(Dataset excerpts on object pointing)
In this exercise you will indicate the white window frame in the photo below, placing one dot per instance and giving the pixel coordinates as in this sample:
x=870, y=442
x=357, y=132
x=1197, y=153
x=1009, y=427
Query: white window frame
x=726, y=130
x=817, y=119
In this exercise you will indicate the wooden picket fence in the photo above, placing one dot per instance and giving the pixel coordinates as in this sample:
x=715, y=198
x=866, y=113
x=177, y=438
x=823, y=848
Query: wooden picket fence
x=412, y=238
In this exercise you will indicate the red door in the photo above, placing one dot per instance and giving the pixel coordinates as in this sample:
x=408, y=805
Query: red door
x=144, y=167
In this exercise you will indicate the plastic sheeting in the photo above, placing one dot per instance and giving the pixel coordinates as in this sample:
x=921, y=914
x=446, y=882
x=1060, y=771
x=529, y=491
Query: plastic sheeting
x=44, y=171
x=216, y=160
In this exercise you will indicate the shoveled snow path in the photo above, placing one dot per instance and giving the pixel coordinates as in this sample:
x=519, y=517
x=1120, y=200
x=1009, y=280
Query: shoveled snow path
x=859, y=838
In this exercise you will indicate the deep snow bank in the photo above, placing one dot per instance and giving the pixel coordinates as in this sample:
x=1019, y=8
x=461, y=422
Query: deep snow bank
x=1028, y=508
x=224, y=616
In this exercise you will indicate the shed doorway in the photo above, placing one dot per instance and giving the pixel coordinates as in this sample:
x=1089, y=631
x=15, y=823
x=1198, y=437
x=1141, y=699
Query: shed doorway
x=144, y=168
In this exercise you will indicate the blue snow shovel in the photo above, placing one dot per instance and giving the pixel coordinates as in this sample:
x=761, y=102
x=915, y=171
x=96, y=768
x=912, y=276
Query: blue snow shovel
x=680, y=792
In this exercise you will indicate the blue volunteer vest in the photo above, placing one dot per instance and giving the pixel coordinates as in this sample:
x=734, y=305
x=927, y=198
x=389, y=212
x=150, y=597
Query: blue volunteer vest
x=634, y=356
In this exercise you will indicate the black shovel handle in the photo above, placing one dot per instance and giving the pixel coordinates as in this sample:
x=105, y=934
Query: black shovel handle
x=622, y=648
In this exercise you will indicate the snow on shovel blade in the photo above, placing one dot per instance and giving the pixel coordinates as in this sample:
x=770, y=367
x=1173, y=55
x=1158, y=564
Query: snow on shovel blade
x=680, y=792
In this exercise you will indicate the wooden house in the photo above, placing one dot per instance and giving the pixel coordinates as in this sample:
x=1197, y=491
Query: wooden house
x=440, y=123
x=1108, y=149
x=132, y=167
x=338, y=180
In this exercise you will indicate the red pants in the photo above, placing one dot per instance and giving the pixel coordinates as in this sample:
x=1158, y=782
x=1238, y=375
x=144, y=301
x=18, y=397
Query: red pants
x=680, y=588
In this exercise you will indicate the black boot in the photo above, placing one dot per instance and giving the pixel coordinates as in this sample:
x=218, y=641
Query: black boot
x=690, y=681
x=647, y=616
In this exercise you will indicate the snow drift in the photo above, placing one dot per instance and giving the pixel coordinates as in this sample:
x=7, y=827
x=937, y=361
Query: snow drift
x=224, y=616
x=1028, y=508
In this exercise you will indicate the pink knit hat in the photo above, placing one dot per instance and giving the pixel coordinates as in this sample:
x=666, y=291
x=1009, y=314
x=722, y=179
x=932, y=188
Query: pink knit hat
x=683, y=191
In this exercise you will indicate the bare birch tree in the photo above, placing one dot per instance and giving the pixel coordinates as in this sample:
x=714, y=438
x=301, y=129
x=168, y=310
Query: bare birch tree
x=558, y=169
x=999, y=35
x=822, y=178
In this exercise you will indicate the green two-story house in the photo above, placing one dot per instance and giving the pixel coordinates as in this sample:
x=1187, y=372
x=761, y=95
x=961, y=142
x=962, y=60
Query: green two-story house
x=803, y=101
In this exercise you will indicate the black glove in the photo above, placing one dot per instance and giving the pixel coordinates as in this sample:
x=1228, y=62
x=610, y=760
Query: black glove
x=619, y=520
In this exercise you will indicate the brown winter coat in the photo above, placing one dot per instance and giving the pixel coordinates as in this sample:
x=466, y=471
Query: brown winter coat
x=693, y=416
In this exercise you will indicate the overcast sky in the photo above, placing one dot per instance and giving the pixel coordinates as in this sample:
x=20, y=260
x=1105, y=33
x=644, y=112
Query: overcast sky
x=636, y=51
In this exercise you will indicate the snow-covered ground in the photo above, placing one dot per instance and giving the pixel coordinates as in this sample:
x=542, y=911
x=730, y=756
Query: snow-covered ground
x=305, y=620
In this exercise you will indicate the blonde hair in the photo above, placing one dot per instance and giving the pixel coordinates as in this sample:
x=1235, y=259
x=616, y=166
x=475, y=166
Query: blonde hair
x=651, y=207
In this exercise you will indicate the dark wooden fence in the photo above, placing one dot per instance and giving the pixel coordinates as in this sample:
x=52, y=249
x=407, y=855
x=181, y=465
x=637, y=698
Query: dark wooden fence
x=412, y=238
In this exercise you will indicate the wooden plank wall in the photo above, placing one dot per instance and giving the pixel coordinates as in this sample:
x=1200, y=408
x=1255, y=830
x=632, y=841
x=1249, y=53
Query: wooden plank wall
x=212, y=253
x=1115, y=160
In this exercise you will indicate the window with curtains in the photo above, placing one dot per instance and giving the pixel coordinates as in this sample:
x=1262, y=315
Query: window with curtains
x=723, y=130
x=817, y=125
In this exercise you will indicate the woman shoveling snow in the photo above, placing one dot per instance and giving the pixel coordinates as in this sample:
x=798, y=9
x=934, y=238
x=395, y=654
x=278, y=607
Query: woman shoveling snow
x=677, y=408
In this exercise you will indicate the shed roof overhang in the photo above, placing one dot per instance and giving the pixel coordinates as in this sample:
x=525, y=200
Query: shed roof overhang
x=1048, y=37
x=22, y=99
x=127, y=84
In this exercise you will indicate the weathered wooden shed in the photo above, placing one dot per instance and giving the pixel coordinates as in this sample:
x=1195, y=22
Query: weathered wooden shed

* Problem requirements:
Turn all of the rows above into a numbered list, skipping any blank lines.

* Solution:
1. In this exercise you will indicate the white window frame in the photo below, placing one dot per instance and giving the pixel coordinates as in this sample:
2. x=870, y=442
3. x=357, y=132
4. x=1197, y=153
5. x=1009, y=427
6. Query: white window frame
7. x=726, y=130
8. x=817, y=119
9. In this exercise you will indicate the wooden picket fence in the photo above, placing one dot per instance and giving the pixel coordinates as in this sample:
10. x=715, y=198
11. x=866, y=113
12. x=177, y=438
13. x=823, y=848
14. Query: wooden picket fence
15. x=412, y=238
16. In this exercise you will indicate the red door in the photo above, placing one dot per instance and giving the pixel coordinates as in this sample:
17. x=408, y=805
18. Query: red door
19. x=144, y=167
20. In this exercise you will indicate the plastic sheeting in the photo above, placing one dot per instance and giving the pixel coordinates as in this sample:
21. x=921, y=914
22. x=446, y=882
23. x=1060, y=771
24. x=529, y=491
25. Query: plastic sheeting
26. x=44, y=171
27. x=216, y=160
28. In this exercise you will indicate the shoveled snow path in the photo above, placing one dot per instance and giving the pixel coordinates as in this sample:
29. x=519, y=517
30. x=1120, y=200
31. x=1009, y=280
32. Query: shoveled snow path
33. x=859, y=838
34. In this exercise you will indicate the deep snow bank in the photo above, placing one dot per instance and giving the pixel coordinates as in this sample:
35. x=1019, y=8
36. x=461, y=422
37. Query: deep snow bank
38. x=1028, y=508
39. x=224, y=616
40. In this exercise you will indicate the shed doorway in the photo above, placing one dot per instance and giving the pixel coordinates as in this sample:
41. x=1089, y=631
42. x=15, y=823
43. x=1198, y=437
44. x=1141, y=699
45. Query: shed doorway
46. x=144, y=168
47. In this exercise you will indicate the blue snow shovel in the photo above, placing one dot per instance and giving the pixel coordinates as in this sample:
48. x=761, y=102
49. x=915, y=171
50. x=96, y=768
51. x=912, y=276
52. Query: blue snow shovel
53. x=680, y=792
54. In this exercise you will indicate the blue volunteer vest in the photo above, placing one dot per instance and giving the pixel coordinates as in this sample:
55. x=734, y=305
56. x=927, y=198
57. x=389, y=212
58. x=150, y=597
59. Query: blue volunteer vest
60. x=634, y=356
61. In this exercise you will indicate the black shovel handle in the photo above, placing one dot per instance and giving the pixel coordinates as in this sample:
62. x=105, y=934
63. Query: black shovel handle
64. x=622, y=648
65. In this exercise you will indicate the snow on shovel blade in the photo above, placing one dot per instance and giving the pixel coordinates as in this sample:
66. x=770, y=367
67. x=1173, y=55
68. x=1158, y=564
69. Query: snow on shovel blade
70. x=680, y=792
71. In this exercise you will indicate the wooden house in the photo above, placing one dot per instance and giving the pixel coordinates as in this sample:
72. x=1197, y=491
73. Query: wooden house
74. x=440, y=123
75. x=1108, y=149
76. x=132, y=167
77. x=338, y=180
78. In this exercise you will indicate the red pants in the photo above, placing one dot per instance and giving the pixel coordinates as in this sample:
79. x=1158, y=782
80. x=1238, y=375
81. x=144, y=301
82. x=18, y=397
83. Query: red pants
84. x=680, y=588
85. In this exercise you will indicate the black boot in the photo above, placing one dot per instance and giving the pixel coordinates as in this sample:
86. x=218, y=641
87. Query: black boot
88. x=690, y=681
89. x=647, y=616
90. In this exercise you will indicate the snow drift in the photo above, placing one dot per instance and giving the pixel coordinates as in this sample:
91. x=7, y=827
92. x=937, y=361
93. Query: snow drift
94. x=224, y=616
95. x=1028, y=508
96. In this exercise you will indicate the pink knit hat in the photo above, placing one dot per instance and giving the pixel coordinates as in this sample:
97. x=666, y=291
98. x=1009, y=314
99. x=722, y=179
100. x=932, y=188
101. Query: pink knit hat
102. x=683, y=191
103. In this exercise you will indicate the bare birch tree in the photo above, placing one dot per instance and giving the pixel coordinates as in this sample:
104. x=714, y=438
105. x=301, y=129
106. x=168, y=310
107. Query: bare birch tree
108. x=558, y=169
109. x=999, y=35
110. x=822, y=178
111. In this exercise you will indicate the green two-story house in the photo above, placing one dot per instance and giving the pixel coordinates as in this sample:
112. x=1187, y=372
113. x=761, y=95
114. x=961, y=142
115. x=962, y=60
116. Query: green two-story house
117. x=803, y=101
118. In this exercise you will indicate the black glove in the photo above, placing one dot per instance and giving the pixel coordinates as in this sample:
119. x=1228, y=62
120. x=610, y=760
121. Query: black glove
122. x=619, y=520
123. In this exercise you will indicate the brown winter coat in the photo above, placing one dot per instance and giving the pixel coordinates as in this sample:
124. x=466, y=471
125. Query: brown winter coat
126. x=693, y=416
127. In this exercise you will indicate the overcast sky in the photo above, placing one dot per instance and giving the pixel coordinates as in this sample:
128. x=20, y=260
129. x=1105, y=33
130. x=644, y=112
131. Query: overcast sky
132. x=636, y=51
133. In this exercise you will indicate the snow-covered ground in the photo above, placing one dot per instance and giving the pixel coordinates as in this sample:
134. x=542, y=911
135. x=730, y=756
136. Query: snow-covered ground
137. x=305, y=620
138. In this exercise you will indicate the blonde hair in the photo above, placing one dot per instance and giving the pixel coordinates as in this sample:
139. x=1235, y=259
140. x=616, y=166
141. x=475, y=166
142. Query: blonde hair
143. x=651, y=207
144. In this exercise you will indicate the dark wooden fence in the photo above, placing one dot per instance and giving the pixel coordinates as in this sample:
145. x=52, y=249
146. x=407, y=855
147. x=181, y=465
148. x=637, y=698
149. Query: dark wooden fence
150. x=412, y=238
151. In this exercise you will indicate the wooden plank wall in the photo above, placing one dot per instance and giving the pixel coordinates as in this sample:
152. x=1200, y=408
153. x=1255, y=830
154. x=632, y=841
155. x=1249, y=53
156. Query: wooden plank wall
157. x=212, y=253
158. x=1115, y=160
159. In this exercise you will indicate the window with curtains in the photo above, placing one dot per instance and giving the pixel coordinates as in this sample:
160. x=1262, y=315
161. Query: window with curtains
162. x=723, y=130
163. x=817, y=125
164. In this exercise you will indicate the woman shoveling snow in the photo above, placing one dot per instance and giving the pixel coordinates as in this sample:
165. x=798, y=9
166. x=934, y=238
167. x=395, y=654
168. x=278, y=607
169. Query: woman shoveling snow
170. x=677, y=408
171. In this exercise you will indicate the shed roof overhang in the photo above, placing one dot per instance and giving the pixel coordinates as in this sample:
172. x=525, y=200
173. Query: shed roof overhang
174. x=1048, y=37
175. x=22, y=99
176. x=127, y=84
177. In this exercise you will indicate the weathered wooden shed in the photo above, placing one dot per instance and giving the pixel coordinates as in this sample:
178. x=1195, y=22
179. Query: weathered wooden shed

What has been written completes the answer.